Supplied data Start Marker
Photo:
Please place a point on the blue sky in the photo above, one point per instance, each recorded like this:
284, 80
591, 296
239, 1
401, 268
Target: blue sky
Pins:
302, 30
Supplied data End Marker
* _Problem requirements_
Reproduce, please, every line of the records above without alteration.

* _Your solution_
Photo:
Please place a point on the blue sky in the photo above, one point per instance, each recorded like this:
284, 80
591, 296
239, 1
401, 268
Target: blue sky
Pins:
302, 30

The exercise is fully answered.